Surprisingly, Russia and China did not drift apart. On the contrary, Moscow turned towards Beijing. Following the economic crisis, energy co-operation recommenced. Russia constructed the first oil pipeline to China, and this was followed by the signing of a series of contracts on oil deliveries. These made Chinese companies Russia’s most important customer in the Asian market. Chinese banks turned into the main source of financing for Russian energy behemoths, such as Rosneft and Transneft. Security co-operation encompassed not only regular military exercises on land (the Peace Mission) but also joint naval drills. Trade in arms revived and both sides expect to conclude new contracts on such weapons as the Su-35 fighters in the coming months. In Central Asia, Moscow and Beijing found ways to divide their influences, with China dominating the energy realm and Russia the security realm. Moreover, both sides seem able to reconcile their respective initiatives directed towards the region – the Russian-led Eurasian Economic Union and the Chinese ‘Silk Road Economic Belt’. Globally, China began to replace Russia as the West’s key interlocutor and emerged as the major coordinator of non-Western states in multilateral forums, such as the G-20 or BRICS. Even the Russian-American ‘reset’ initiated in 2009 did not weaken ties between Moscow and Beijing. Moreover, in the early-2010s Russian and Chinese policies towards the US converged. Both states put pressure on the US (in Eastern Europe and East Asia respectively) and opposed global American initiatives (e.g. blocking intervention in the Syrian civil war).

The 2014 Ukrainian crisis had the potential to scupper this booming Russia-China co-operation. Having inspired a referendum in Crimea and annexed the peninsula, Moscow put Beijing in a highly uncomfortable position. Russia infringed upon the principles of non-interference and territorial integrity, cherished by China for reasons related to its own fears of separatism, particularly in Tibet and Xinjiang. Despite these serious doubts, Beijing decided to support Moscow. China explained its neutral position with regard to the annexation of Crimea with reference to specific historic circumstances and stopped short of criticising Russia for its ‘silent intervention’ in Eastern Ukraine. During subsequent bilateral and multilateral summits, Chinese leaders offered Vladimir Putin political and economic support rather than criticism.

============================================================

__Aim of the task__. Could you continue the passage on Russia-China relations from where it stops?

__Data provided__.
============================================================

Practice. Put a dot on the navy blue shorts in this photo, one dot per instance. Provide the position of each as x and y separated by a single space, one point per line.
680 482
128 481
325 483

============================================================

__Final result__.
The Ukrainian crisis did not open a new chapter in Russian-Chinese relations; it validated changes which had been underway since the global economic crisis: Russia’s increasing acceptance of China’s superior position and Beijing’s policy of self-restraint towards Moscow. For a more nuanced account of the developments leading to this outcome, see my forthcoming book.

Friday, July 4, 2014

Chinese engagement, Russian withdrawal?

The past week saw a Chinese destroyer accompanied by a missile frigate and a supply ship all set off for the Hawaii archipelago. Although it may be tempting to make allusions to the Japanese navy approaching Pearl Harbour during the Second World War, this was part of a multi-national naval drill, the Rim of the Pacific (RIMPAC).

China has for some time now been regarded as key to the future of the international order. It is thus not surprising that every Chinese move, especially involving its military, is closely watched. The Sino-Vietnamese brinkmanship over the maritime borders in the South China Sea several weeks ago appeared to confirm China’s image of an increasingly assertive great power, attempting to push through its ideas for the East Asian neighbourhood. However, recent steps taken by Beijing did not fit this pattern. In addition to participation in US-organised multilateral naval exercises, China deployed 850 troops to boost the UN peace-keeping mission in South Sudan. These are, of course, very different types of political-military engagement but the similarity in their interpretation is remarkable. They are treated by observers and commentators as strong political signals from Beijing.

RIMPAC is indeed a significant event as it is the world's largest international maritime warfare exercise hosted and administered by the United States. It makes claims that it is crucial for sustaining cooperative relationships critical to ensuring the safety of sea lanes and security on the world's oceans. This was the first time that China decided to take part in RIMPAC. This move is interpreted as signalling Beijing’s benign intentions, especially given recent Sino-American tensions. It also suggests China’s growing readiness to become engaged internationally and reinforces the image of China as a responsible global actor. Peacekeeping in Africa is seen through similar lens, in terms of improving China’s credentials as a stakeholder in the international order. Beijing makes use of this to demonstrate its benign face to the outside world. Moreover, South Sudan is not the only instance of Chinese military engagement in UN peacekeeping operations. In 2013, the UN mission in Mali was aided by 500 Chinese troops.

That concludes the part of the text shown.